- _DATA SHOWN_:
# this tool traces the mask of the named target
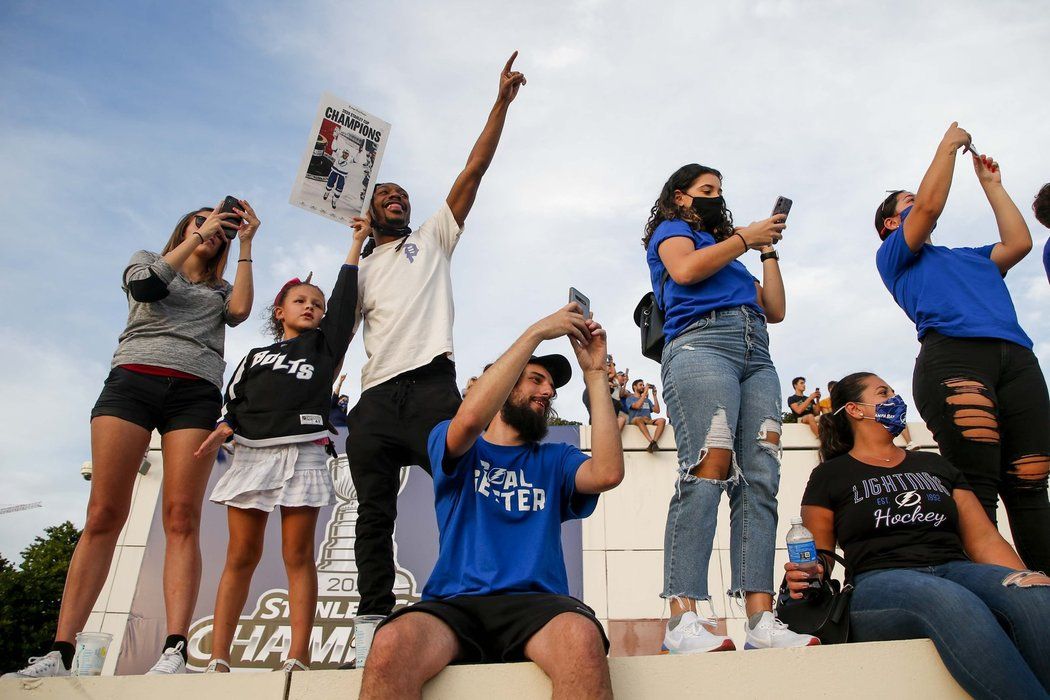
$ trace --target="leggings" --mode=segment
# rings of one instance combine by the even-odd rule
[[[994,523],[1002,497],[1017,553],[1050,571],[1050,400],[1035,354],[989,338],[929,331],[912,391],[941,454],[966,476]]]

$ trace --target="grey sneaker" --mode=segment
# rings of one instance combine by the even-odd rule
[[[60,678],[68,676],[69,671],[62,664],[62,654],[49,651],[43,656],[30,656],[29,665],[21,671],[5,673],[3,678]]]

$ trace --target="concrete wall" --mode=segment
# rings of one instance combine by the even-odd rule
[[[406,659],[406,663],[411,660]],[[738,651],[697,656],[611,659],[613,690],[621,700],[714,696],[807,700],[965,698],[927,640],[847,644],[805,649]],[[0,681],[12,700],[320,700],[358,697],[361,671],[111,676]],[[425,698],[492,700],[549,698],[550,682],[531,663],[453,666],[423,690]]]

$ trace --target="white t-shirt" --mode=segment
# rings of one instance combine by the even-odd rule
[[[364,321],[364,391],[399,374],[452,357],[452,251],[463,229],[448,204],[422,226],[361,259],[358,322]],[[403,245],[402,245],[403,243]]]

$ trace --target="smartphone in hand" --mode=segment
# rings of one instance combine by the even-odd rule
[[[591,317],[591,300],[588,299],[583,293],[576,289],[576,287],[569,287],[569,303],[576,302],[580,305],[580,311],[583,313],[584,318]]]
[[[240,209],[241,208],[241,200],[237,199],[233,195],[226,195],[226,199],[222,200],[222,206],[219,207],[219,213],[220,214],[233,213],[234,207],[236,207],[237,209]],[[240,227],[240,225],[241,225],[241,223],[243,221],[244,221],[244,219],[242,219],[241,217],[234,216],[234,217],[231,217],[229,219],[225,219],[222,222],[222,230],[223,230],[223,233],[226,234],[226,238],[228,240],[232,241],[234,238],[237,237],[237,229]]]
[[[773,213],[770,216],[776,216],[777,214],[783,214],[786,220],[788,212],[791,211],[791,200],[787,197],[777,197],[776,203],[773,205]]]

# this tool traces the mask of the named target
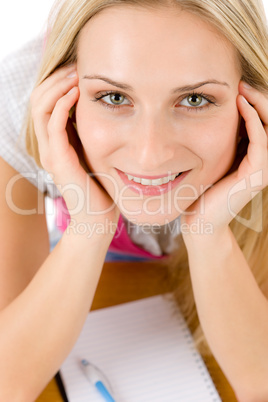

- _ASSIGNED TASK_:
What is the number of lines in the material above that include the string "mode"? Give only that number.

- _WRITTEN SOLUTION_:
5